Apply what you read ▸
**1.** Answer the following questions using the article on field pennycress epigenetics.
(a) From how many wild pennycress populations did the research team collect seeds?
(b) In which journal was the study published?
(c) What feature of the plant gives it its common name?
**2.** In the article on field pennycress epigenetics, transcribe the passage starting with "Small differences in" and going on through "a Europe-wide study.".

Text block ▸
<<<<
Europe-wide study on the epigenetics of field pennycress

Small differences in DNA sequence contribute to heritable variations within a species, as do chemical modifications of DNA called epigenetic changes. In order to better understand the significance of such epigenetic changes for the evolution of plants, an international research team led by Professor Oliver Bossdorf from the Institute of Evolution and Ecology at the University of Tübingen investigated a large number of populations of Thlaspi arvense or field pennycress in a Europe-wide study.

The researchers linked DNA sequences and environmental data from the places of origin with the epigenetic modifications of this wild plant. According to their results, a large part of the epigenetic variation is mainly determined by the DNA sequence. However, part of the epigenetic variation is strongly related to the climatic conditions of the place from which the plant originated. In agriculture, field pennycress could become important in the future as a winter cover crop and as a source of biofuel. The study has been published in the latest edition of PLoS Genetics.

Thlaspi arvense is an annual white-flowering wild plant in the crucifer family, native to much of Europe and Asia. Its common name comes from the round shape of its seed pods, which are reminiscent of coins. For the study, the research team collected seeds from 207 wild pennycress populations throughout Europe and grew the seeds in the laboratory under standard conditions. From samples of these plants, they then analyzed the complete DNA sequences, as well as the "methlyomes," the complete sequence of DNA methylations—important epigenetic changes that influence whether and how often certain genes are transcribed.

Potential cash crop

"One can only understand the importance of epigenetics for the evolution and adaptability of plants if one has extensive and high-resolution data on both the genetic and epigenetic variation of many plant origins and their environmental conditions. Until now, such data were only available for a few model plants in plant research, such as the thale cress, Arabidopsis thaliana," says Oliver Bossdorf. He and his team have now, for the first time, carried out such a combination study on a wild plant collected at many natural locations.

"We found a strong geographical variation in the DNA methylations of the genome of field pennycress. A large part of this is directly related to the DNA sequence. However, depending on the genomic context, an important proportion is also determined by the environmental conditions at the plant's place of origin," says Bossdorf. This suggests that epigenetic variations in field pennycress could play a role in its short-term adaptation to climatic conditions.

Field pennycress is currently being developed as the basis for a new biofuel and will likely be used in the future as a cover crop in winter, says Bossdorf. "Our results could therefore also be useful for agriculture, especially for the cultivation of field pennycress under changing climate conditions."
>>>>
Source information ▸
<<<<
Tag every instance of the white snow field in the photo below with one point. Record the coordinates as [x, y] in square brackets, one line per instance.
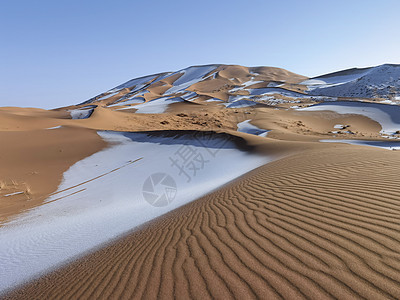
[249, 128]
[378, 144]
[109, 193]
[388, 116]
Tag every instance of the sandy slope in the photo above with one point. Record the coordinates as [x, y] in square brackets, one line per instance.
[321, 224]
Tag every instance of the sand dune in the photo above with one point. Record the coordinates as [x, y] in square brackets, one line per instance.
[318, 220]
[316, 225]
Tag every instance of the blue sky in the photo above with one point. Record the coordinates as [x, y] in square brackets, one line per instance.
[57, 53]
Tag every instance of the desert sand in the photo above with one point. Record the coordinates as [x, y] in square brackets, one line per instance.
[318, 221]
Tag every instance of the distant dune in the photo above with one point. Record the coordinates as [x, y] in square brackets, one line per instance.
[211, 182]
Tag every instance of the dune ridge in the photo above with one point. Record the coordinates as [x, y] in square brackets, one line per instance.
[296, 228]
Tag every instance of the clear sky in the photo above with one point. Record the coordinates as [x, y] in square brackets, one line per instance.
[60, 52]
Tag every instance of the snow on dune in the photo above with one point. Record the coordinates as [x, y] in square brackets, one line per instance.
[240, 103]
[138, 178]
[249, 128]
[388, 116]
[382, 81]
[340, 78]
[81, 113]
[156, 106]
[189, 77]
[377, 144]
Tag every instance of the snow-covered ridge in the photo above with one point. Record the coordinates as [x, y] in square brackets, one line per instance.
[374, 82]
[377, 82]
[85, 212]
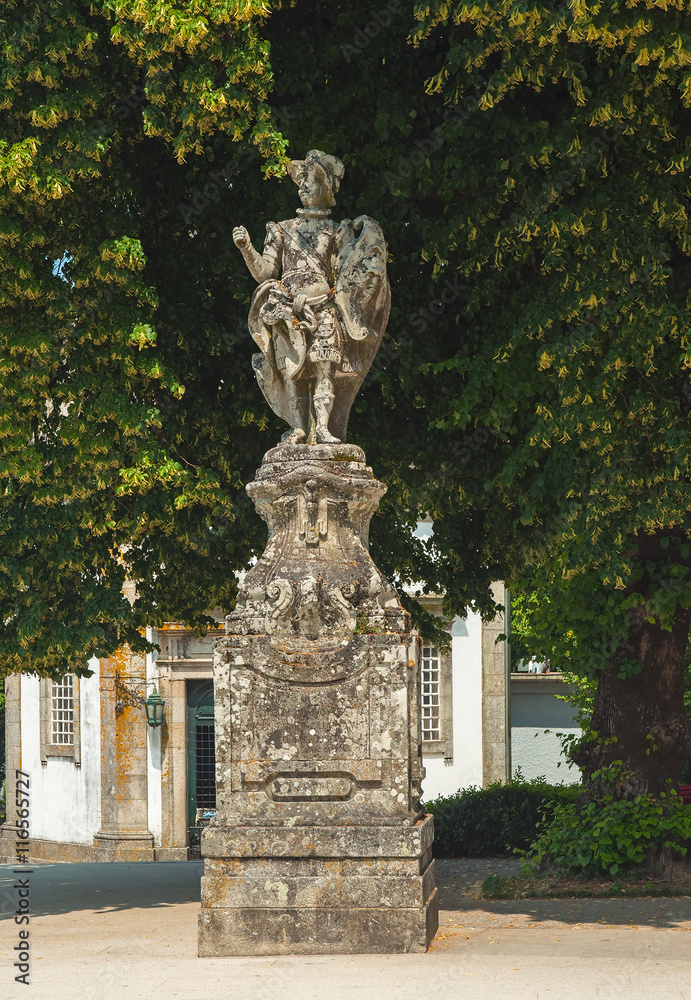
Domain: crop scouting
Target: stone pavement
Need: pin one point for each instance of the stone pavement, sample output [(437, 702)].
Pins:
>>>>
Solved tasks ▸
**1.**
(a) 207
(b) PLoS Genetics
(c) The round shape of its seed pods, which are reminiscent of coins.

**2.**
Small differences in DNA sequence contribute to heritable variations within a species, as do chemical modifications of DNA called epigenetic changes. In order to better understand the significance of such epigenetic changes for the evolution of plants, an international research team led by Professor Oliver Bossdorf from the Institute of Evolution and Ecology at the University of Tübingen investigated a large number of populations of Thlaspi arvense or field pennycress in a Europe-wide study.